Skip to content

Musings of an Anonymous Geek

Made with only the finest 1's and 0's

Menu
  • About
  • Search Results
Menu

Python Packaging, Distribution, and Deployment: Volume 1

Posted on December 1, 2010December 1, 2010 by bkjones

This is just Volume 1. I’ll cover as much as I can and just stop when it gets so long most people will stop reading 🙂

I’ve been getting to know the Python packaging and distribution landscape way better than I ever wanted to over the last couple of weeks. After 2 or 3 weeks now, I’m saddened to report that I still find it quite painful, and not a little bit murky. At least it gets clearer and not murkier as I go on.

I’m a Senior Operations Developer at myYearbook.com, which produces a good bit of Python code (and that ‘good bit’ is getting bigger by the day). We also open source lots of stuff (also growing, and not all Python). I’m researching all of this so that when we develop new internal modules, they’re easy to test and deploy on hundreds of machines, and when we decide to open source that module, it’s not painful for us to do that, and we can distribute the packages in a way that is intuitive for other users without jumping through hoops because “we do it different”. One process and pipeline to rule them all, as it were.

There are various components involved in building an internal packaging and distribution standard for Python code. Continuous integration, automated testing, and automated deployment (maybe someday “continuous deployment”) are additional considerations. This is a more difficult problem than I feel it should be, but it’s a pretty interesting one, and I’ll chronicle the adventure here as I have time. Again, this is just Volume 1.

Part 1: Packaging, Distribution, and Deployment

Let’s define the terms. By ‘packaging’ I mean assembling some kind of singular file object containing a Python project, including its source code, data files, and anything it needs in order to be installed. To be clear, this would include something like a setup.py file perhaps, and it would not include external dependencies like a NoSQL server or something.

Dataset entries:
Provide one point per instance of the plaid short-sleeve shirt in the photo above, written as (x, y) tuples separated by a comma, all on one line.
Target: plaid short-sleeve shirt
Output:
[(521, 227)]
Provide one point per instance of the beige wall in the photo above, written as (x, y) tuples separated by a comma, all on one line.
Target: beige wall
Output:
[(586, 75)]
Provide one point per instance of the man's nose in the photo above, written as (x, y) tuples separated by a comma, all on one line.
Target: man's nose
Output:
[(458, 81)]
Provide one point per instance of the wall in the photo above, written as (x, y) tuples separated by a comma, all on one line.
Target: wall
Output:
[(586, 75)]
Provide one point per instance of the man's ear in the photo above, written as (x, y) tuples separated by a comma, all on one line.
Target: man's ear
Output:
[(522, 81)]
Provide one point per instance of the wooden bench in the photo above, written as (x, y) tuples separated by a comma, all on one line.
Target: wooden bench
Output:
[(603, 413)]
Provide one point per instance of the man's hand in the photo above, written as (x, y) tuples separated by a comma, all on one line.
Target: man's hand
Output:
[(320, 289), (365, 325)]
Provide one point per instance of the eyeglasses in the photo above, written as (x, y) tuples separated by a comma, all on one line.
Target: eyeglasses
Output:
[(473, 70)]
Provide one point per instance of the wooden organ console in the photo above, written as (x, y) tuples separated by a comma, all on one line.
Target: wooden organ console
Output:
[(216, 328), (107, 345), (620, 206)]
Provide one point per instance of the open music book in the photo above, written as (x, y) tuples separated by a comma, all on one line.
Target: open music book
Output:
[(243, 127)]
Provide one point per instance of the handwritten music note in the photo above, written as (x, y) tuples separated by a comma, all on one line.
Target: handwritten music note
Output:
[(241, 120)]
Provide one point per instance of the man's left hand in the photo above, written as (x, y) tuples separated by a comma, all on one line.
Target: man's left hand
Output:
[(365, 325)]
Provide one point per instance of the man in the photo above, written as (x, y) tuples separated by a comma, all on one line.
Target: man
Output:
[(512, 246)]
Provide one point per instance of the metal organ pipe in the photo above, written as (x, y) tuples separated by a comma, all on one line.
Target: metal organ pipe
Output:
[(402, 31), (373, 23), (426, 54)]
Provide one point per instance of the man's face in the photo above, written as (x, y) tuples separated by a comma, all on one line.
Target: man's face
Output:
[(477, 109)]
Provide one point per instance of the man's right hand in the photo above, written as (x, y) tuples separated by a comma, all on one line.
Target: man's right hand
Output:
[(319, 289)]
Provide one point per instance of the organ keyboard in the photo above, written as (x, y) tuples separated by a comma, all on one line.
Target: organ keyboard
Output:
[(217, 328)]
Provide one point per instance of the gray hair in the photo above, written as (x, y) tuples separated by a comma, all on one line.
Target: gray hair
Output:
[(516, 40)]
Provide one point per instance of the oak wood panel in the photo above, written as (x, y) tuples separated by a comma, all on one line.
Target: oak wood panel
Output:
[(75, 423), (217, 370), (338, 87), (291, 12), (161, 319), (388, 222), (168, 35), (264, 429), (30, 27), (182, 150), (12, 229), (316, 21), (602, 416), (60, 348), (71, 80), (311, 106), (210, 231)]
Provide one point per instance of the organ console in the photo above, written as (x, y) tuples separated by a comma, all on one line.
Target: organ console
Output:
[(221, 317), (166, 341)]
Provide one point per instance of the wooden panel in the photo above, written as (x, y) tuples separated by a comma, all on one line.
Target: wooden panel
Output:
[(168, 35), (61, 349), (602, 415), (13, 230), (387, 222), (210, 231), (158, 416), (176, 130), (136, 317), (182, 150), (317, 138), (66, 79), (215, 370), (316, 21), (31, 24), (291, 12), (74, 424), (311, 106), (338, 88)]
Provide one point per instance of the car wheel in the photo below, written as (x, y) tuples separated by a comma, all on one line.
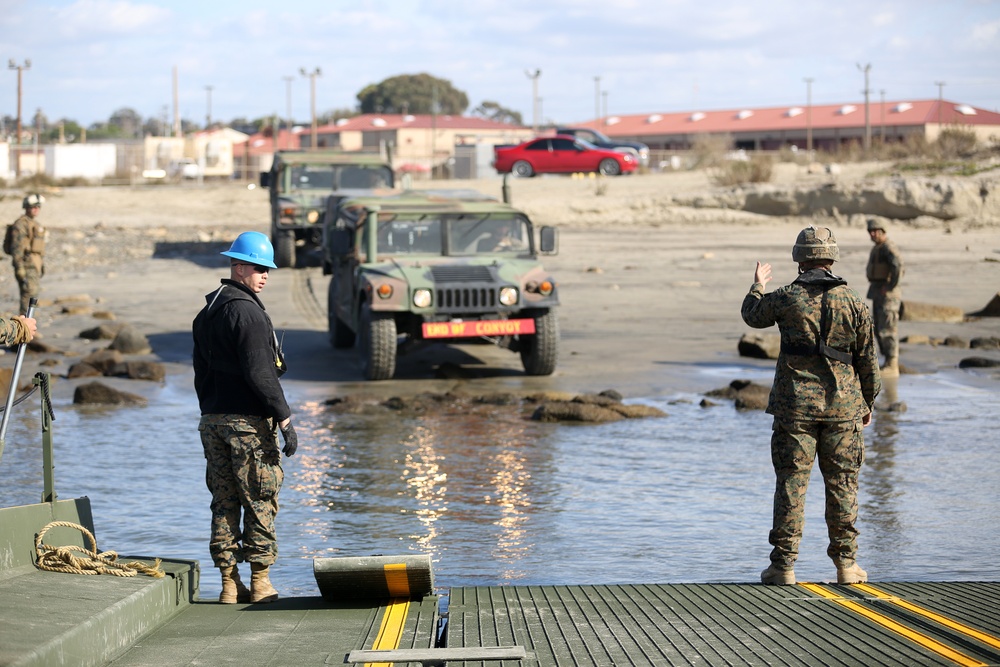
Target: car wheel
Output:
[(284, 249), (523, 169), (377, 344), (540, 352), (341, 336), (609, 167)]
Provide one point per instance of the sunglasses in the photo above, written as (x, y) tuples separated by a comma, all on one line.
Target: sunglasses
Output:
[(256, 267)]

Given task 1:
Answer these questions using the Python packaging post:
(a) At which company does the author work as a Senior Operations Developer?
(b) After how many weeks does the author still find Python packaging and distribution painful?
(c) According to the definition of 'packaging', what kind of thing would a package not include?
Given task 2: Output the Python packaging post verbatim from "There are various" to "server or something.".
Given task 3: Pick up the Python packaging post after its last sentence and continue writing it.

Final answer 1:
(a) myYearbook.com
(b) 2 or 3 weeks
(c) External dependencies, such as a NoSQL server

Final answer 2:
There are various components involved in building an internal packaging and distribution standard for Python code. Continuous integration, automated testing, and automated deployment (maybe someday “continuous deployment”) are additional considerations. This is a more difficult problem than I feel it should be, but it’s a pretty interesting one, and I’ll chronicle the adventure here as I have time. Again, this is just Volume 1.

Part 1: Packaging, Distribution, and Deployment

Let’s define the terms. By ‘packaging’ I mean assembling some kind of singular file object containing a Python project, including its source code, data files, and anything it needs in order to be installed. To be clear, this would include something like a setup.py file perhaps, and it would not include external dependencies like a NoSQL server or something.

Final answer 3:
By ‘distribution’, I mean ‘how the heck do you get this beast pushed out to a couple hundred machines or more?’

Those two components are necessary but not sufficient to constitute a ‘deployment’, which I think encompasses the last two terms, but also accounts for things like upgrades, rollbacks, performing start/stop/restarts, running unit tests after it gets to its final destination but before it kills off the version that is currently running happily, and other things that I think make for a reliable, robust application environment.

With definitions out of the way, let’s dive into the fun stuff.

Part 2: Interdependencies

Some knowledge of packaging in Python is helpful when you go to discuss distribution and deployment. The same goes for the other two components. When you start out looking into the various technologies involved, at some point you’re going to look down and notice that pieces of your brain appear to have dropped right out of your ears. Then you’ll reach to pull out your hair only to realize that your brain hasn’t fallen out your ears: it has, in fact, exploded.

If you’re not careful, you’ll find yourself thinking things like ‘if I don’t have a packaging format, how can I know my distribution/deployment method? If I don’t have a deployment method, how do I know what package format to use?’ It’s true that you can run into trouble if you don’t consider the interplay between these components, but it’s also true that the Python landscape isn’t really all that treacherous compared to other jungles I’ve had to survive in.

I believe the key is to just take baby steps. Start simple. Keep the big picture in mind, but decide early to not let the perfect be the enemy of the good. When I started looking into this, I wanted an all-singing all-dancing, fully-automated end-to-end, “developer desktop to production” deployment program that worked at least as well as those hydraulic vacuum thingies at the local bank drive-up windows. I’ll get there, too, but taking baby steps probably means winding up with a better system in the end, in part because it takes some time and experience to even identify the moving parts that need greasing.

So, be aware that it’s possible to get yourself in trouble by racing ahead with, say, eggs as a package format if you plan to use pip to do installation, or if you want to use Fabric for distribution of tarballs but are in a Windows shop with no SSH servers or tarball extractors.

Part 3: Package Formats

  • tar.gz (tarballs)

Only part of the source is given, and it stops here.